PAGE EXTRACT:
‘Hits kept coming’ in seat-punch saga
The American Airlines passenger who posted a now-viral video of a man punching the back of her reclined seat has spoken out about the ordeal, saying she started rolling the camera because the flight attendant did nothing to stop his behaviour.
"The hits just kept on coming literally and figuratively," Wendi Williams told Fox & Friends. "From the guy, then the flight attendant."
Wendi Williams was on a two-hour flight from New Orleans to Charlotte, North Carolina, on January 31 when the ordeal unfolded.
"I was leaving a teachers' conference and we got onto the plane and the man behind me, as soon as we got in the air, I reclined and he asked me if … I would put my seat back up while he ate, which I did," she said.
"About 10 minutes later, he was done and I put my seat back down at which point he started full-on punching the back of my seat really hard that I was flying forward," Ms Williams said.
At that point, she said she was "trying to get the flight attendant's attention and she wasn't responding".
"So all I could think to do was to video the guy and maybe I thought that would stop him."
Finally, the attendant "did come around," but was anything but pleasant, Ms Williams said.
"(She) said, 'What?' And I said, 'The guy behind me is repeatedly hitting me' and she went back to him, like changed personalities, and was the kindest person in the world and said, 'Oh, are you OK? It's really tight back here. I'm sorry,'" Ms Williams said. "And then she said to me, 'Delete the video,' and I thought, 'Why would I delete the video?'"

AVAILABLE DATA:
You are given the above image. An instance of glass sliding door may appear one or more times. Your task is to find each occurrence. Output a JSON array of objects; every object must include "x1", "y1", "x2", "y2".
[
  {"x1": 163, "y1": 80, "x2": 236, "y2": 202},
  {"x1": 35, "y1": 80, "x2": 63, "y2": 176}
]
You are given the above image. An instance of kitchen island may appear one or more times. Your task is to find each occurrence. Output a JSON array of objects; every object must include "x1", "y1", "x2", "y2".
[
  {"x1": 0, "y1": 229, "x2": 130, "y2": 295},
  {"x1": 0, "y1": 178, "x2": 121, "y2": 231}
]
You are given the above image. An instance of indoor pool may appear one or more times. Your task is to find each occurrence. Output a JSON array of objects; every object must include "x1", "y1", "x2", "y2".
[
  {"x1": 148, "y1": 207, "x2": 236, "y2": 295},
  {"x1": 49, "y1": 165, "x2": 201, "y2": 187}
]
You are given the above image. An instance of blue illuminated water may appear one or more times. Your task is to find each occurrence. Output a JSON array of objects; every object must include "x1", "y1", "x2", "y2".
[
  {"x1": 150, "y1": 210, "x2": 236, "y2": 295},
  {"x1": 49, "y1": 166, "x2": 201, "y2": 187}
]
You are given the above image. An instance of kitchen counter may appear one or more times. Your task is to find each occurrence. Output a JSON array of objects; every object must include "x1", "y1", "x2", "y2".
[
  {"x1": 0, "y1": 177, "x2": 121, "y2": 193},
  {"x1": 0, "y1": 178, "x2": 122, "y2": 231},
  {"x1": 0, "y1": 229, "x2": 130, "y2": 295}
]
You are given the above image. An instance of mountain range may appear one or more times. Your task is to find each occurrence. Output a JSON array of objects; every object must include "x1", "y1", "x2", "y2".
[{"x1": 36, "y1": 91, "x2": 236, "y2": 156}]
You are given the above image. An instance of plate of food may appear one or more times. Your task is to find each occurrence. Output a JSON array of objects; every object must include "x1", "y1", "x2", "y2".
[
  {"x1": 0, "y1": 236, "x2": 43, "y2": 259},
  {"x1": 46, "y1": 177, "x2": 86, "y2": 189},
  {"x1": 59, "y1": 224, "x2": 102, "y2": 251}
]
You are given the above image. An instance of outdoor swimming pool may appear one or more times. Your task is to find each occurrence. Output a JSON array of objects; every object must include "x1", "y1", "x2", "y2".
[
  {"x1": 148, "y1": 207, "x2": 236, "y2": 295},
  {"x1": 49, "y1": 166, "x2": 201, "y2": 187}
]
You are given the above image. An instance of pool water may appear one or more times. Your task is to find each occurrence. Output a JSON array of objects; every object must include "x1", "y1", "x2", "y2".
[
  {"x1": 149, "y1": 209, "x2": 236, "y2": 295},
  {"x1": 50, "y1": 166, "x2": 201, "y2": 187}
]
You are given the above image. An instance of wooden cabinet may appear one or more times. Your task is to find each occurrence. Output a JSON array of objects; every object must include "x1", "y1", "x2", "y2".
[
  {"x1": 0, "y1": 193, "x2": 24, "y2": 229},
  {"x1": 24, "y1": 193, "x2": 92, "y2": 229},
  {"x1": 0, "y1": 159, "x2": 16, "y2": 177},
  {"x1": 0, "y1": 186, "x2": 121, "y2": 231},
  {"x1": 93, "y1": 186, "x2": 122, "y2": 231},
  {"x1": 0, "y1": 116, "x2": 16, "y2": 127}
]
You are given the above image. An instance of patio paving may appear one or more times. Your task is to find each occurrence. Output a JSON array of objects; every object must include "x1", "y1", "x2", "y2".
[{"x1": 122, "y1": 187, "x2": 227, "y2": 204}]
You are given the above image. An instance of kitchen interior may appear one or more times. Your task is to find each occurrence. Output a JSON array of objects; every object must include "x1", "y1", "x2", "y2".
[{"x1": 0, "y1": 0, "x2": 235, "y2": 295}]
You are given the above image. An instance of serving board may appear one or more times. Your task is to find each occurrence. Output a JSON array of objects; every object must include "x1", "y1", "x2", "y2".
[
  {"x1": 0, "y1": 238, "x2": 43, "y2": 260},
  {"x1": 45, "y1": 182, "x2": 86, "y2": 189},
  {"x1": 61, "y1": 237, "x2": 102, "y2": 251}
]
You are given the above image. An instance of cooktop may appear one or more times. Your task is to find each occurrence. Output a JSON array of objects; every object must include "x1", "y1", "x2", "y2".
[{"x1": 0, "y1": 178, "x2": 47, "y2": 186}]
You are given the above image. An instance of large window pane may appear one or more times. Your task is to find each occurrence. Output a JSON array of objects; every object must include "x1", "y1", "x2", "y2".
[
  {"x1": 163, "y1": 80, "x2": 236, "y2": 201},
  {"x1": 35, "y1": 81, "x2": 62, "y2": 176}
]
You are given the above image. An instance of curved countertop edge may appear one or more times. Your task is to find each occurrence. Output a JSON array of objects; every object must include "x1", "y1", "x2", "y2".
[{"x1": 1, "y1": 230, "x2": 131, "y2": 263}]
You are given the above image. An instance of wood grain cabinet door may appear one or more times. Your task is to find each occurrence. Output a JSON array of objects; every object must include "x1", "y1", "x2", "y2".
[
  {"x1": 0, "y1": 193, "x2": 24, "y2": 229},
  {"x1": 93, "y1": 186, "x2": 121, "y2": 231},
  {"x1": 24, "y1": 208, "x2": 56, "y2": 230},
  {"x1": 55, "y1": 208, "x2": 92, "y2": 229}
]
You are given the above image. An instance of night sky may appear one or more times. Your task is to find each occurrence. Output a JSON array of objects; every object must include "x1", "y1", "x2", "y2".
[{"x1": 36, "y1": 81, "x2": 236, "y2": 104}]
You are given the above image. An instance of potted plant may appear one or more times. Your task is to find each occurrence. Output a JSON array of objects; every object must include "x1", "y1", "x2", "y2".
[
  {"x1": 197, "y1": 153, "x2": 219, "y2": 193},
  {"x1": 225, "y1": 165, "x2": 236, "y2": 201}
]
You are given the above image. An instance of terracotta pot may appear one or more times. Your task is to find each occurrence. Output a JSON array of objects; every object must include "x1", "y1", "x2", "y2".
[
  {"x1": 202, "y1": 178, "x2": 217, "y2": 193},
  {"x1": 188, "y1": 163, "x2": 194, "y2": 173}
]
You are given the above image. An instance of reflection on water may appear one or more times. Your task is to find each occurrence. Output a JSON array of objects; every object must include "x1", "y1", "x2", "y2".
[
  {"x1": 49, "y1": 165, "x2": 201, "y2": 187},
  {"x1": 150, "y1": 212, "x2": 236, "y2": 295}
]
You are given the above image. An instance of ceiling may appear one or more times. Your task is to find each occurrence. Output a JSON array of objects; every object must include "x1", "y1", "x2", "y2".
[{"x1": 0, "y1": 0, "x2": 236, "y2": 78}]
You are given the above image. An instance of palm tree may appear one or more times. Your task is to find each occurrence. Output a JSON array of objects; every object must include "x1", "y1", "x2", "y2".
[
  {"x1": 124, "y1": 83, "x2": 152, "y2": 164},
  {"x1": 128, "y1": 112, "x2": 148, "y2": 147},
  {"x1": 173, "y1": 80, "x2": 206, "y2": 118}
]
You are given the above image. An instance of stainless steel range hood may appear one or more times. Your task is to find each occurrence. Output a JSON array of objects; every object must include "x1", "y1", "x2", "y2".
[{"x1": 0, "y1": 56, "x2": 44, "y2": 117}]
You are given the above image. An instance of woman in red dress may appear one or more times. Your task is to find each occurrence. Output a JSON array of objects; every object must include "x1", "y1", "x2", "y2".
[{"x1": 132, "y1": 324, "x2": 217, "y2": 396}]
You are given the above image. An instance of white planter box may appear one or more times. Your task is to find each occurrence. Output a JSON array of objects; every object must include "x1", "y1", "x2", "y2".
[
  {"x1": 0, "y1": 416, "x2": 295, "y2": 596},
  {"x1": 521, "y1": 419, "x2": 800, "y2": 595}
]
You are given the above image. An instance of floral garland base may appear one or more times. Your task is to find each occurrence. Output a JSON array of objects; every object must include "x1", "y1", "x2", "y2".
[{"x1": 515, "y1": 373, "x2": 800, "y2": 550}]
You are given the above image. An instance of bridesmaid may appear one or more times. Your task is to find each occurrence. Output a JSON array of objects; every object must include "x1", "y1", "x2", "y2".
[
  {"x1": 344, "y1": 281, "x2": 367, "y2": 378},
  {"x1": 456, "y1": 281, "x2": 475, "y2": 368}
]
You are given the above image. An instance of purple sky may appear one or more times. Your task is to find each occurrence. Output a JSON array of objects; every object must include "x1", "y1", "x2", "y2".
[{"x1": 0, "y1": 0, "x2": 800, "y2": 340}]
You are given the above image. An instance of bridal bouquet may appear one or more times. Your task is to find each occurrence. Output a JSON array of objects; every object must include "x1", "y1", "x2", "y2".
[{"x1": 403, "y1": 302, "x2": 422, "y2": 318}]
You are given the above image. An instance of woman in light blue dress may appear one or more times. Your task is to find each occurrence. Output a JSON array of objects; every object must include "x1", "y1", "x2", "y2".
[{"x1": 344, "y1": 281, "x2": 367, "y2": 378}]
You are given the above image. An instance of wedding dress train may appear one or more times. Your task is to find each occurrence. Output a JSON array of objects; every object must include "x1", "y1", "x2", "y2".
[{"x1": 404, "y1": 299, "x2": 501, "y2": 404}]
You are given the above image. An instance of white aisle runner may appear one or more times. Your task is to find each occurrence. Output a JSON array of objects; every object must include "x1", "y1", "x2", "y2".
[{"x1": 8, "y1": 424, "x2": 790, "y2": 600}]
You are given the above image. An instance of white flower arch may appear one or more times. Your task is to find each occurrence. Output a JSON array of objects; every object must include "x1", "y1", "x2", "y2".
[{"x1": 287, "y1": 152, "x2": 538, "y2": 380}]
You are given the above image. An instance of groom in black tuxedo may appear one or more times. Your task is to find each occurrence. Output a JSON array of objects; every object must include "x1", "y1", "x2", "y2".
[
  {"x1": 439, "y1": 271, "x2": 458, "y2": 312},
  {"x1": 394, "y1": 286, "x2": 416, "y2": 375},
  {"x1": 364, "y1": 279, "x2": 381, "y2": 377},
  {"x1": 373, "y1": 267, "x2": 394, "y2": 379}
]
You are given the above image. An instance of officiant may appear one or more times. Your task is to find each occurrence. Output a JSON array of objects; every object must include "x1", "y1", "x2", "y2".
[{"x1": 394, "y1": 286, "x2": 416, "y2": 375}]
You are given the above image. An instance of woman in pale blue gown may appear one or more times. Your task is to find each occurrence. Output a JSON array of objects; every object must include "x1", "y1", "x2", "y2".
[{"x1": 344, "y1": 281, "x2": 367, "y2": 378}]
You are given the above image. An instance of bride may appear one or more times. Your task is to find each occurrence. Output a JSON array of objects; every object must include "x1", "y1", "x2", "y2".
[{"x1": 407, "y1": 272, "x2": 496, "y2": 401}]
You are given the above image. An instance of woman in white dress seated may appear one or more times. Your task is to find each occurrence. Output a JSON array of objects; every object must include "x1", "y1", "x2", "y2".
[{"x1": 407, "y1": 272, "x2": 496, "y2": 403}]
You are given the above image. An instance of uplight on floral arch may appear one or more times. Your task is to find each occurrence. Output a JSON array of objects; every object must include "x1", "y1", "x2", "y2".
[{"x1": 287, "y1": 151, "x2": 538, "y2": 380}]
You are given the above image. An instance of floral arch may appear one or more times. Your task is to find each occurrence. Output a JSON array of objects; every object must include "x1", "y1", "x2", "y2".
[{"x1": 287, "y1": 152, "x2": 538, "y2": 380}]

TASKS AND EXERCISES:
**A.** Rewrite the seat-punch article from "At that point, she" through "pleasant, Ms Williams said.", using "crew member" in place of "attendant".
**B.** According to the seat-punch article, why did Wendi Williams start filming the man behind her?
**C.** Continue the seat-punch article from where it stops.
The listing comes from a separate source.

ANSWERS TO THE EXERCISES:
**A.**
At that point, she said she was "trying to get the flight crew member's attention and she wasn't responding".
"So all I could think to do was to video the guy and maybe I thought that would stop him."
Finally, the crew member "did come around," but was anything but pleasant, Ms Williams said.

**B.** She began recording because she was trying to get the flight attendant's attention and the attendant wasn't responding or doing anything to stop his behavior. Filming him was all she could think to do, and she thought it might make him stop.

**C.**
She added that the attendant threatened to remove her from the plane if she didn't delete it, and handed her a "Passenger Disturbance Notice" warning of federal prosecution.
Now, Ms Williams is looking to press assault charges against the passenger and is consulting an aviation lawyer. She's also demanding that the attendant be fired.
"We are aware of a customer dispute that transpired on American Eagle flight 4392, operated by Republic Airways on January 31," American Airlines said in a statement to Fox & Friends. "The safety and comfort of our customers and team members is our top priority and our team is looking into the issue."
In a news.com.au poll last week, 34 per cent of readers said Ms Williams was in the wrong in the situation and 22 per cent said the man was at fault.
But most people - 44 per cent - said both passengers were in the wrong for their poor handling of the situation.